▶ Work order:
Every line in the data below from the one containing "Task: locate every instance of the wooden pencil holder" down to the one containing "Task: locate every instance of the colored", both included, must be retyped exactly; no other line is to appear.

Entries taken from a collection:
·····

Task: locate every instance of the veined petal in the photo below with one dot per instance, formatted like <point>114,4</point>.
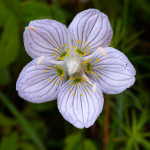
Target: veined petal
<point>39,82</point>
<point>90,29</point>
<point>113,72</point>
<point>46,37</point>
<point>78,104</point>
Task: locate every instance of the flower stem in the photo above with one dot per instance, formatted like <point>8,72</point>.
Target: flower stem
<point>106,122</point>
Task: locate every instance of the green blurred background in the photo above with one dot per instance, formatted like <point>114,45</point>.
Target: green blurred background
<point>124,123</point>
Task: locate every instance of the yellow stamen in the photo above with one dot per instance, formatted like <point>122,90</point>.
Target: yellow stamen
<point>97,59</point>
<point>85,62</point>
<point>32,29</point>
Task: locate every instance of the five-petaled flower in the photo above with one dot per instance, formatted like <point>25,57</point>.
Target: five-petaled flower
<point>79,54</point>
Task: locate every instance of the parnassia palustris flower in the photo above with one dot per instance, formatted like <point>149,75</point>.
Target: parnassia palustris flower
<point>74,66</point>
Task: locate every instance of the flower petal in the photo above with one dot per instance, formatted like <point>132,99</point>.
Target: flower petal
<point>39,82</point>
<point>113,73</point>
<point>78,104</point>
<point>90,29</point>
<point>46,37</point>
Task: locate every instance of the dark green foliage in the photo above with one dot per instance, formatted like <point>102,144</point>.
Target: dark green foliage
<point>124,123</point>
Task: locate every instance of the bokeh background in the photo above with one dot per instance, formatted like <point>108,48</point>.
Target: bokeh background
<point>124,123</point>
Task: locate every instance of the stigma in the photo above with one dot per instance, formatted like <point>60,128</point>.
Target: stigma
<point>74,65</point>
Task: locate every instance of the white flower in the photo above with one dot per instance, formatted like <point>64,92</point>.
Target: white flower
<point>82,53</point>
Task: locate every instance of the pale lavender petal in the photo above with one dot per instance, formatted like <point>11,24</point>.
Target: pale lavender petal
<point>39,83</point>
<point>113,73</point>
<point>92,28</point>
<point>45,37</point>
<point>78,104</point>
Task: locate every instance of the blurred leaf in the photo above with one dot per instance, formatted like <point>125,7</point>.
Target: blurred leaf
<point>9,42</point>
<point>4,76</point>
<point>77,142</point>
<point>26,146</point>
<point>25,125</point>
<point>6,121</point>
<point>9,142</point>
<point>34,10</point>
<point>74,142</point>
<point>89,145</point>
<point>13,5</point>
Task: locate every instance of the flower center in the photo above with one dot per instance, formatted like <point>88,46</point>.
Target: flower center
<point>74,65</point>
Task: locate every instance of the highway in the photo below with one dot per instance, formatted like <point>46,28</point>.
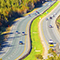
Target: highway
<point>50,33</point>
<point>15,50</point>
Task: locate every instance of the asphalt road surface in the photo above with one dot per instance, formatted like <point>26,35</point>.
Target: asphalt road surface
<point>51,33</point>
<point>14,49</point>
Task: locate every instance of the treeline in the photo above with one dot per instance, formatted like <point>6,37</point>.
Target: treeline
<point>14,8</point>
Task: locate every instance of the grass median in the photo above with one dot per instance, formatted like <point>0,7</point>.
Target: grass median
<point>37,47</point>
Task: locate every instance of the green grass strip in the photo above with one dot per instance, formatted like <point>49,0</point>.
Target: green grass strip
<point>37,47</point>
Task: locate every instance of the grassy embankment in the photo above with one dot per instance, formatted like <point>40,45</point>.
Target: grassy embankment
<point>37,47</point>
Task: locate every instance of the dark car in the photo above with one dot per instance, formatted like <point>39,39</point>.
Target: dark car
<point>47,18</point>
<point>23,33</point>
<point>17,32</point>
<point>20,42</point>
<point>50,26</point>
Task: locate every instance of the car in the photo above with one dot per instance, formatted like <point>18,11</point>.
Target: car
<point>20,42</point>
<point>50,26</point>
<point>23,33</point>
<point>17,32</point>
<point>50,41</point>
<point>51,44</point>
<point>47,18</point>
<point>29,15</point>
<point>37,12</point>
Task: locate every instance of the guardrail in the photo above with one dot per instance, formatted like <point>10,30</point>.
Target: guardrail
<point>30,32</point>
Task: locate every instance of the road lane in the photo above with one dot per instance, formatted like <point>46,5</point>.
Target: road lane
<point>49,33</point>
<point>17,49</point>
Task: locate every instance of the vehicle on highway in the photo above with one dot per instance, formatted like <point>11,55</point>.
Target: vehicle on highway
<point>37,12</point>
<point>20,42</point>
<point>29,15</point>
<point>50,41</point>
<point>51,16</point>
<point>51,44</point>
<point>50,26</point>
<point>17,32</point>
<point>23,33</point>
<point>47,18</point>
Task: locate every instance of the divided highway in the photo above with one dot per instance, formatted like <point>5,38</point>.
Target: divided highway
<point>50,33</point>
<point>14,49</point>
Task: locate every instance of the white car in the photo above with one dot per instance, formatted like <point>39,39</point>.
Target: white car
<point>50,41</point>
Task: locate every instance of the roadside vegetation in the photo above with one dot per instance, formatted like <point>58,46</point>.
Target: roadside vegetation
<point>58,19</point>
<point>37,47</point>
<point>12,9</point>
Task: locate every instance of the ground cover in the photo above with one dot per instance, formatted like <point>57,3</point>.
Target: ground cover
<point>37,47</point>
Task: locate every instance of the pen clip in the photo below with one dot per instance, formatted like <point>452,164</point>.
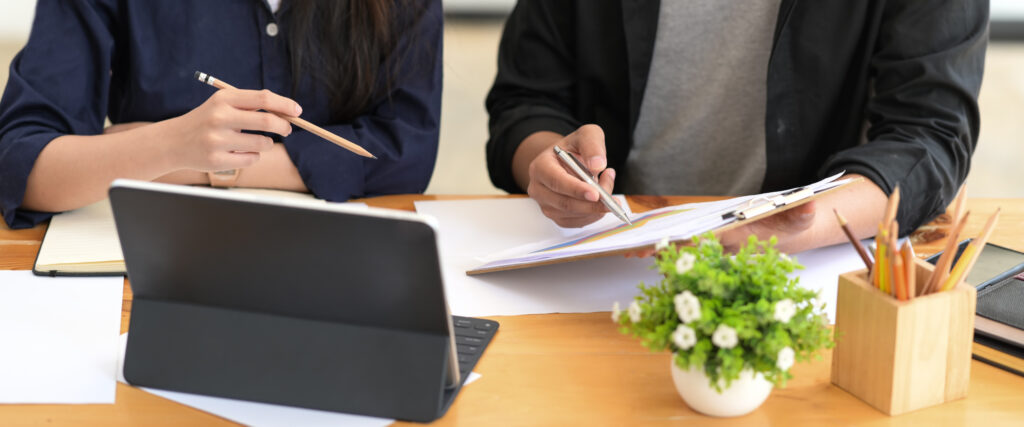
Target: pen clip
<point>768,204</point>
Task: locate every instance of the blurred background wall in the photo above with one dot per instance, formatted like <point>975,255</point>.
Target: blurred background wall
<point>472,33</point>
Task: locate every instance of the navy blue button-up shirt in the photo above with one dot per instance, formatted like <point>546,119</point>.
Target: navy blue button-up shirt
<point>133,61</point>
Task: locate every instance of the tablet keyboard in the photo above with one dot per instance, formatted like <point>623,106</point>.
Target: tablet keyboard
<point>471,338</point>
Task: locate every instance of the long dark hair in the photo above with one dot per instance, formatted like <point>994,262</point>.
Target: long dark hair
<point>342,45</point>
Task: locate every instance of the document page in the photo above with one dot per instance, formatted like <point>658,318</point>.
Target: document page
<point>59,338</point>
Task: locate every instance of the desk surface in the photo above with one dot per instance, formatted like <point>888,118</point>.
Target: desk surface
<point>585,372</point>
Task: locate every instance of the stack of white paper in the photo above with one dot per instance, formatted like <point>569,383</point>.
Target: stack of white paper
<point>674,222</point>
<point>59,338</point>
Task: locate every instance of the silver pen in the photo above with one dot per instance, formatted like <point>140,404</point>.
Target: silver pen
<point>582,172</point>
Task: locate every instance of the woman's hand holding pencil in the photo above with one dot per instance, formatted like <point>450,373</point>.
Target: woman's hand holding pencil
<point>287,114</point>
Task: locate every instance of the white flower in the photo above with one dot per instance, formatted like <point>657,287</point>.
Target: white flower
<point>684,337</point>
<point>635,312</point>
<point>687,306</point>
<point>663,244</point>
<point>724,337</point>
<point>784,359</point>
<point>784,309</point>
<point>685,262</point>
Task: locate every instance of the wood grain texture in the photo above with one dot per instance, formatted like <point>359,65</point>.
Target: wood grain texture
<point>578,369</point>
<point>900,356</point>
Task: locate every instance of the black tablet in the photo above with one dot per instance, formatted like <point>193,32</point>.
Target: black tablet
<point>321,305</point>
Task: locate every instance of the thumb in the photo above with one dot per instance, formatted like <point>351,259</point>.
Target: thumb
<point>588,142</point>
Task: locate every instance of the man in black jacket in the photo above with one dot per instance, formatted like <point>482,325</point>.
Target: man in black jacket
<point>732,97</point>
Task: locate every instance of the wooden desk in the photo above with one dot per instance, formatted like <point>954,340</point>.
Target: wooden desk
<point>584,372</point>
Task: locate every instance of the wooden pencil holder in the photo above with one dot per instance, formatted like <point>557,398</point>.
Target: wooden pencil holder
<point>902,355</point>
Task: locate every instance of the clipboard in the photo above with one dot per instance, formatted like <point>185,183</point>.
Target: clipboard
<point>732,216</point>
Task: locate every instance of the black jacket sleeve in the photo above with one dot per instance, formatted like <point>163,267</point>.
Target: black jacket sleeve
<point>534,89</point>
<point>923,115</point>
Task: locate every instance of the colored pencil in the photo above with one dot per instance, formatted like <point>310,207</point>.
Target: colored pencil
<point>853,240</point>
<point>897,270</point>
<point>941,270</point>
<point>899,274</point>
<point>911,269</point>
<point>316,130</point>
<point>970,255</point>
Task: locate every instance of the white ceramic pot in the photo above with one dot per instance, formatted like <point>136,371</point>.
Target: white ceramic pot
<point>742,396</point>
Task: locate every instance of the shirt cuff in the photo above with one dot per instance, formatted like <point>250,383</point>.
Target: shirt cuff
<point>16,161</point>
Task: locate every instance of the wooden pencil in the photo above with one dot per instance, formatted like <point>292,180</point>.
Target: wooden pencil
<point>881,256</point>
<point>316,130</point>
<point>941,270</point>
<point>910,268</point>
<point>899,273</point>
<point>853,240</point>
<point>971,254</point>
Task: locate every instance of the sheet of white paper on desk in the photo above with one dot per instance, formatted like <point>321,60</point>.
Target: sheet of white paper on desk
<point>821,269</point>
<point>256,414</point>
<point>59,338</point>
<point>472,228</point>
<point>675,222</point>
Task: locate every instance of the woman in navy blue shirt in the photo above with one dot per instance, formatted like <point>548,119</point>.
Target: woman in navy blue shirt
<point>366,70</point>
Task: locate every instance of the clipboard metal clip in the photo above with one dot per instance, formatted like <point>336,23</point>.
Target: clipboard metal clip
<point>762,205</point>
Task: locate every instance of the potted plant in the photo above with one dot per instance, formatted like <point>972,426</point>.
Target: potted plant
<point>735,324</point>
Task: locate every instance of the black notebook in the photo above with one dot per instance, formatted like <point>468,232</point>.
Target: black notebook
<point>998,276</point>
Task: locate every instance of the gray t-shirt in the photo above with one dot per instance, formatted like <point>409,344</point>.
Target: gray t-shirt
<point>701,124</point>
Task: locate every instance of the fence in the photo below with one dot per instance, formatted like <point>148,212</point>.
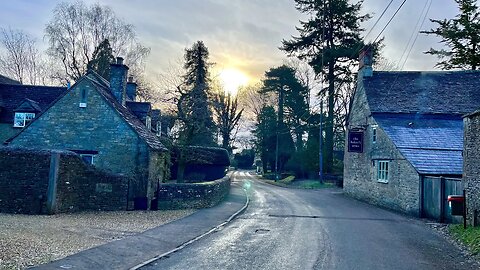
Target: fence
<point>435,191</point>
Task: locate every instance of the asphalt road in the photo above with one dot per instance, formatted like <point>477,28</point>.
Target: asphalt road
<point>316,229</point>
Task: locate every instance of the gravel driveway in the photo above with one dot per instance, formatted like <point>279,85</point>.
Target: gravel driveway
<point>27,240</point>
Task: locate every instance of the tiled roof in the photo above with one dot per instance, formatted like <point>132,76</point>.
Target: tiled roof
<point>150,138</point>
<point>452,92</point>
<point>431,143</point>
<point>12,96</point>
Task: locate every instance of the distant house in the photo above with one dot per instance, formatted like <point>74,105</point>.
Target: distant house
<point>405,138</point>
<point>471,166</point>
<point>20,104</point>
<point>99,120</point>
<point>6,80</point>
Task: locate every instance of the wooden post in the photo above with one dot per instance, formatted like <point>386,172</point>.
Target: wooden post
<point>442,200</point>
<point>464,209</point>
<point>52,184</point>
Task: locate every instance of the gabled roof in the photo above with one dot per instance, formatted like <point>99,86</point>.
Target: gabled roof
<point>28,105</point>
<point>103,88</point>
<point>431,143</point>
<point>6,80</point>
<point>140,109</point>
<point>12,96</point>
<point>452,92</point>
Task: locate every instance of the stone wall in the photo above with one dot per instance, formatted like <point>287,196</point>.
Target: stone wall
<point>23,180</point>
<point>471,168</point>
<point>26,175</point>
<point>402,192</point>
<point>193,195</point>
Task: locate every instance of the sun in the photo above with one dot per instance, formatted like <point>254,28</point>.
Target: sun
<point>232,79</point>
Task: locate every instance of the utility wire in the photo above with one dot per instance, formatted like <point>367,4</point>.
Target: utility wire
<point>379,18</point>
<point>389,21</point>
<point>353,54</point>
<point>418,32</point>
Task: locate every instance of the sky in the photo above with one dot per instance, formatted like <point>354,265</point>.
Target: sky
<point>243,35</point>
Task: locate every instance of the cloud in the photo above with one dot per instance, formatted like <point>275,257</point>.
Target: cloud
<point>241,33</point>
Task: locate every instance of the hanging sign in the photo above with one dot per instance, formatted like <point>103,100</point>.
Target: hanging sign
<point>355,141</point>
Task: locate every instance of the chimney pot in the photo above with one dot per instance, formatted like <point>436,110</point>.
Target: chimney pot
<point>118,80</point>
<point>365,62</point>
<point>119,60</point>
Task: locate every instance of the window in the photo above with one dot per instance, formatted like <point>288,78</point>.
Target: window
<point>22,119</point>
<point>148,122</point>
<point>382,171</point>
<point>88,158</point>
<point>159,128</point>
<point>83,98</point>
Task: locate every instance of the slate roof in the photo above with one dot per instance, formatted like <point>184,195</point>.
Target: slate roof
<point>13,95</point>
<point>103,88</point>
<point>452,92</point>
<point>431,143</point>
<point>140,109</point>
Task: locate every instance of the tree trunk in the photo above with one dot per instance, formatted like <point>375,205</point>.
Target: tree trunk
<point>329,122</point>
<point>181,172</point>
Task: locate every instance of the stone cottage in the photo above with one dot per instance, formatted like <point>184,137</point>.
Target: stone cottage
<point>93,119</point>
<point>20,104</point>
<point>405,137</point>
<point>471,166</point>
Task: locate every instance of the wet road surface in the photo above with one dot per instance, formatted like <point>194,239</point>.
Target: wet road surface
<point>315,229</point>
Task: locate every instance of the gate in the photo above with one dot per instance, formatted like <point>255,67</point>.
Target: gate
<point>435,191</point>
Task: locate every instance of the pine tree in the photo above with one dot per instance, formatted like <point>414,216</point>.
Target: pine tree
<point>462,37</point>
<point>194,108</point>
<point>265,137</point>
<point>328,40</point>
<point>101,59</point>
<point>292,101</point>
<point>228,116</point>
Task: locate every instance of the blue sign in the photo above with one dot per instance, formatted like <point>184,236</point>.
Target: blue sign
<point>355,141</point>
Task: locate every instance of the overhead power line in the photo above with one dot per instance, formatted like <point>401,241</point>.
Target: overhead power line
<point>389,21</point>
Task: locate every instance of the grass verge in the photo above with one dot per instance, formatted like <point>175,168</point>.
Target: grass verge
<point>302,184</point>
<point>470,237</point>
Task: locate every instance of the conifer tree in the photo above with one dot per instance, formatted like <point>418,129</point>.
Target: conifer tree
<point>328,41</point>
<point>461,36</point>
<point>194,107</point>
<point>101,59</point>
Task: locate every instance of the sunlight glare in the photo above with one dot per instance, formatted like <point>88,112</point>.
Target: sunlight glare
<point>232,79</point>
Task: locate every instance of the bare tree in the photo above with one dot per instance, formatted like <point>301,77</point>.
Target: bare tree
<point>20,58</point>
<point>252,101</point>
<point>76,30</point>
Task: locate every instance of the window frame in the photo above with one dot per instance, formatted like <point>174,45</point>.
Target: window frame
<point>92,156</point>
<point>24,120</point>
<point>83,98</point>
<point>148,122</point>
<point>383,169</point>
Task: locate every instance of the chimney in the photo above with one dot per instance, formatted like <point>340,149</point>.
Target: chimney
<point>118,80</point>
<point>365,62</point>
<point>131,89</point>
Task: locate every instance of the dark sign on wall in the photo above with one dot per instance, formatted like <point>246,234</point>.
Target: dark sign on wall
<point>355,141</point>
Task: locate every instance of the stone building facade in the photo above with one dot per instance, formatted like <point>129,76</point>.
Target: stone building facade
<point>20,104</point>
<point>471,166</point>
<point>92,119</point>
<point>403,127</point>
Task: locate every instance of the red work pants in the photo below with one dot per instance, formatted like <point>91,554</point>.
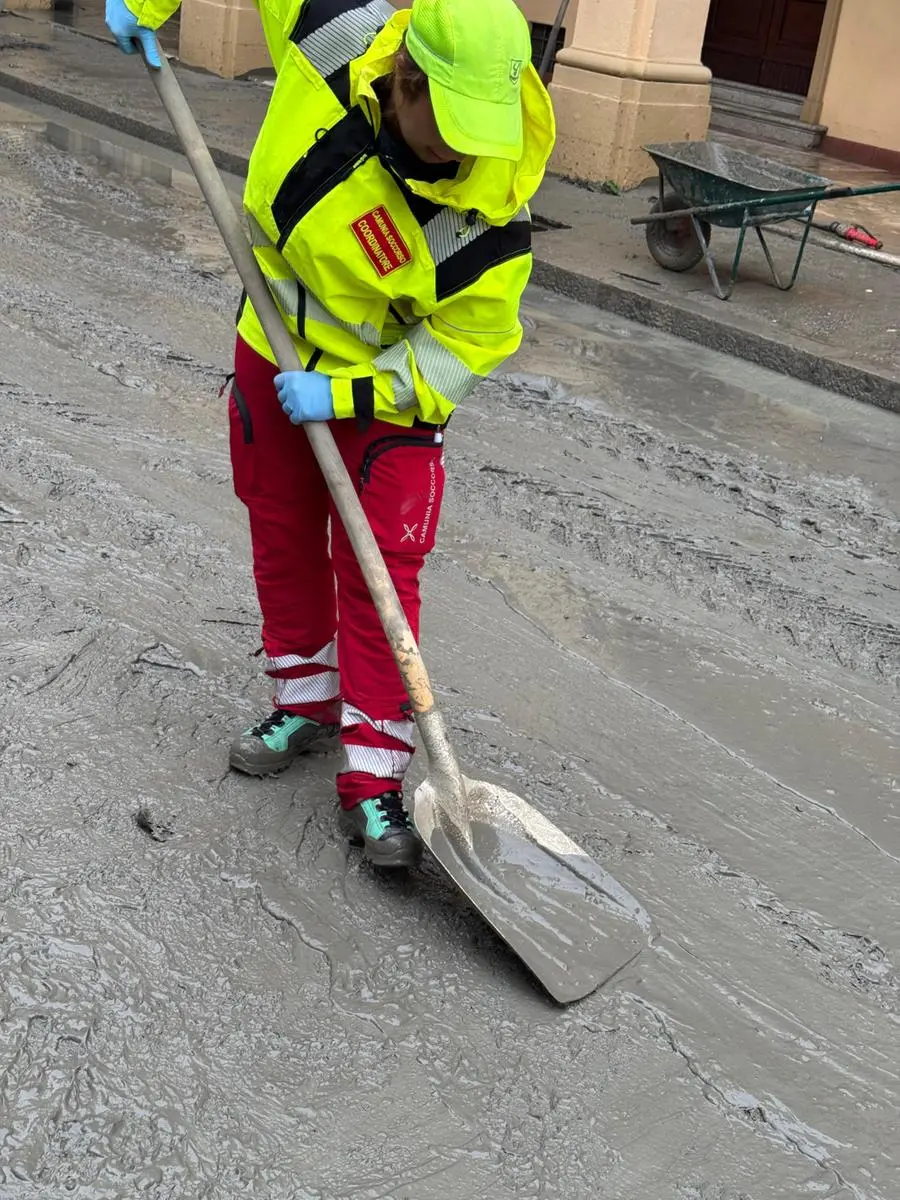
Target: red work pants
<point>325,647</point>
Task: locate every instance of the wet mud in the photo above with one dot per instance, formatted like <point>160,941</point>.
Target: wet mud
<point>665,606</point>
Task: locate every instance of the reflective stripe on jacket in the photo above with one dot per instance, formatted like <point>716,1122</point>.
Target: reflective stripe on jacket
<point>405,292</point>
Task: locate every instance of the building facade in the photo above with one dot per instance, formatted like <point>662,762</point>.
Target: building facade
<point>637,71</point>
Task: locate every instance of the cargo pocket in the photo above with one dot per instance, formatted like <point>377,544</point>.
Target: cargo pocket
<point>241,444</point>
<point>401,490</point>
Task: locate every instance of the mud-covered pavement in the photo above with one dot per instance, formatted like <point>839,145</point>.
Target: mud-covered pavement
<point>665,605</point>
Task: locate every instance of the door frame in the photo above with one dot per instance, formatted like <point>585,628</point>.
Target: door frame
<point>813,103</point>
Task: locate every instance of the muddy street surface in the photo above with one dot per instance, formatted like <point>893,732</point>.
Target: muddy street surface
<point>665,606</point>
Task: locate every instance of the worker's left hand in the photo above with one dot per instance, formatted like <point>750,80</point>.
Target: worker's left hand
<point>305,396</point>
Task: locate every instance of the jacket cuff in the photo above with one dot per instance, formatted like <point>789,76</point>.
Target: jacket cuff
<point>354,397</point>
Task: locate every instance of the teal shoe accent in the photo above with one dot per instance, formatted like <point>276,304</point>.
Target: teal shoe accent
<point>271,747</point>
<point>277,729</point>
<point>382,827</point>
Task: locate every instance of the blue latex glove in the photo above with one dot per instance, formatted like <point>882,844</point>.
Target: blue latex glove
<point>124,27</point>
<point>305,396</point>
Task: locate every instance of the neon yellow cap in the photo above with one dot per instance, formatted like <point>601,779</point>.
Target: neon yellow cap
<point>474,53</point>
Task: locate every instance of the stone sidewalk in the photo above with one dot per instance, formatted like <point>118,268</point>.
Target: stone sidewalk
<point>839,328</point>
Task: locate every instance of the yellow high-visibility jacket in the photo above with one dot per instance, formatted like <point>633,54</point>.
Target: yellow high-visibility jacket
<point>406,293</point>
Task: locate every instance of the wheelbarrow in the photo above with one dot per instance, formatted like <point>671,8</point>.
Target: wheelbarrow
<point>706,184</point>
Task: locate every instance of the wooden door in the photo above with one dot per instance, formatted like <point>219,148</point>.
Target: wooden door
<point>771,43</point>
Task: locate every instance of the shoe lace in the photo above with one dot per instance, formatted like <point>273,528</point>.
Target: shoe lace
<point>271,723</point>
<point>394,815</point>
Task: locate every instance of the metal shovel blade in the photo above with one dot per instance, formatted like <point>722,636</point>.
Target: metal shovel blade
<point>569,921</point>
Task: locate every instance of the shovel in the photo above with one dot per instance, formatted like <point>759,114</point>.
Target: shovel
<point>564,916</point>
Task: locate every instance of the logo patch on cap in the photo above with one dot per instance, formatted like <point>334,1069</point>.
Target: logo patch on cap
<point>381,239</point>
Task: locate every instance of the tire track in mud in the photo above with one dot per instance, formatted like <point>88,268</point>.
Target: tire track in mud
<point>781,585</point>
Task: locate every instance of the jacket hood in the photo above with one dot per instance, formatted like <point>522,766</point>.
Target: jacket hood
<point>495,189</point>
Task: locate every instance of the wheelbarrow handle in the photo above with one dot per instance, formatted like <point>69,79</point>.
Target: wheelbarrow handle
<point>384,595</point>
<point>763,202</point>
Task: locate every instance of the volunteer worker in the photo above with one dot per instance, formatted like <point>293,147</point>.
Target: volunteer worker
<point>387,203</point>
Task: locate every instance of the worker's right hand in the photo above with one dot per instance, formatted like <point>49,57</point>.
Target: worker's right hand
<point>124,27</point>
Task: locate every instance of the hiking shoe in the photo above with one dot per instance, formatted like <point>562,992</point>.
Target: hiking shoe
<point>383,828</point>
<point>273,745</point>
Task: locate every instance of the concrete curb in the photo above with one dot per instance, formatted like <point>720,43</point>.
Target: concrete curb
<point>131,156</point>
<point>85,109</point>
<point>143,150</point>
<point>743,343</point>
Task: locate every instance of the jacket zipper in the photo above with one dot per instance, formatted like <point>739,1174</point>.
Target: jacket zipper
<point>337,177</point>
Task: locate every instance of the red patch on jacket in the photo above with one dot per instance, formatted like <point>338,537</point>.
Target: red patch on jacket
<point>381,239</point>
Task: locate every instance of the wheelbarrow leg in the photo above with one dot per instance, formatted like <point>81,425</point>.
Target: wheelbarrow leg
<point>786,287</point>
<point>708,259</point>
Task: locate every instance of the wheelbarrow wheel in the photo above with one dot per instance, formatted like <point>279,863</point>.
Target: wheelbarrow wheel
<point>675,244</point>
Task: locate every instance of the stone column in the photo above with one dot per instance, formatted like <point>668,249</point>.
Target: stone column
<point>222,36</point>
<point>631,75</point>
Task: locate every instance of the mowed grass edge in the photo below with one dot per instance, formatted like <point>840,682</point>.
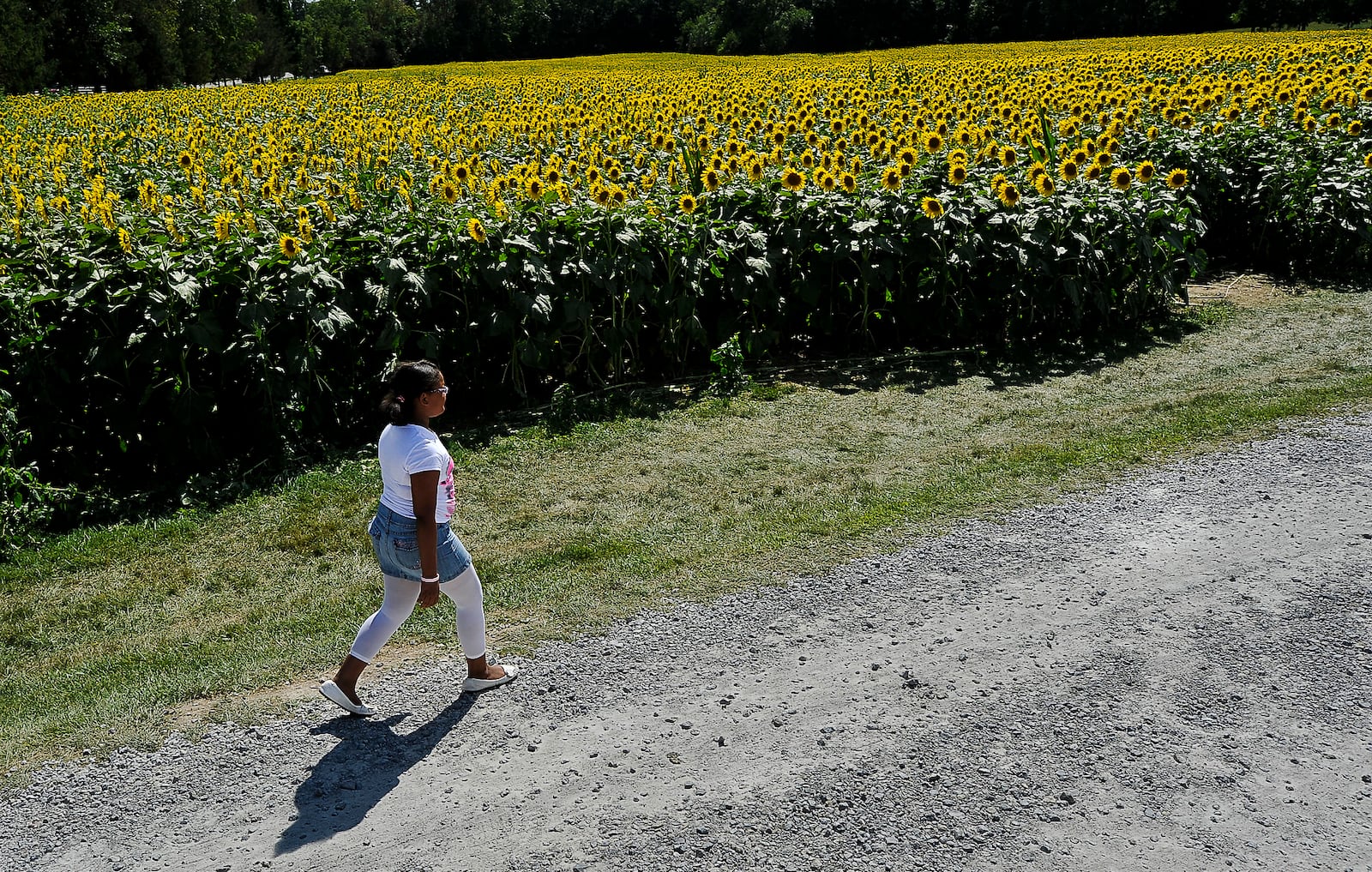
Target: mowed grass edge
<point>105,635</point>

·····

▶ Output for this exercise:
Task: locate every instance of the wooden pencil holder in the photo above with one dot per instance, formatted like <point>557,398</point>.
Target: wooden pencil holder
<point>902,355</point>
Task: locate every instance of the clipboard in the photo above with one dot per instance, formatted like <point>185,183</point>.
Target: clipboard
<point>732,216</point>
Task: locate every instance of the black jacket sleeve in the photo above with one dot per instance, formatted like <point>163,267</point>.
Target: black jacket sleeve
<point>534,89</point>
<point>923,115</point>
Task: locate every instance of the colored pencil in the photo above with one dot per instance, formatted like <point>310,207</point>.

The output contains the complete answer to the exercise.